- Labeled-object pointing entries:
*****

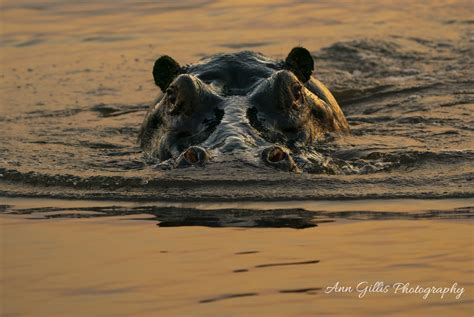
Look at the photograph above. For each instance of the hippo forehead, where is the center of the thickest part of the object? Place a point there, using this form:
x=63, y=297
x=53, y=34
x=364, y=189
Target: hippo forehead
x=235, y=74
x=242, y=105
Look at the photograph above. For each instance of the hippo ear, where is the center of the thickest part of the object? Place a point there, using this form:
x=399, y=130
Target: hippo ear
x=165, y=70
x=300, y=62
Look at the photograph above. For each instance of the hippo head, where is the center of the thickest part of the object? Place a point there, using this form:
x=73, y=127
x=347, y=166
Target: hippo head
x=242, y=106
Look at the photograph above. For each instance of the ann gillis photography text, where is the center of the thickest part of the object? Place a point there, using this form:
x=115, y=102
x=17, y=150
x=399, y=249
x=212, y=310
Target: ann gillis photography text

*****

- What the task requires: Write out every line of the records above again, word for word, without the pictures. Multiply only the x and y coordinates in the answer points by 1.9 and round each to a whole number, rounding halves up. Leave the sample points in the wording unchanged.

- Written answer:
Look at the photograph above. For each instance of the hippo forehead, where is the center of the thickest part of the object? Place a point there, using this form:
x=63, y=297
x=53, y=34
x=364, y=189
Target: hippo forehead
x=447, y=141
x=460, y=200
Look at the photograph above. For each instance of the hippo ear, where is the center of the thickest part of the object? Place a point there, using this form:
x=399, y=130
Target: hippo ear
x=314, y=133
x=570, y=118
Look at the photograph above. For each instance of the hippo head, where is the center of the thickest part of the object? Place a point there, using this form:
x=73, y=127
x=347, y=166
Target: hippo head
x=460, y=201
Look at the photograph above. For each instance of the ann gillis photography text, where is the center of the thickest part of the object? Place a point there, using this form:
x=115, y=102
x=17, y=150
x=399, y=249
x=212, y=310
Target: ann gillis photography text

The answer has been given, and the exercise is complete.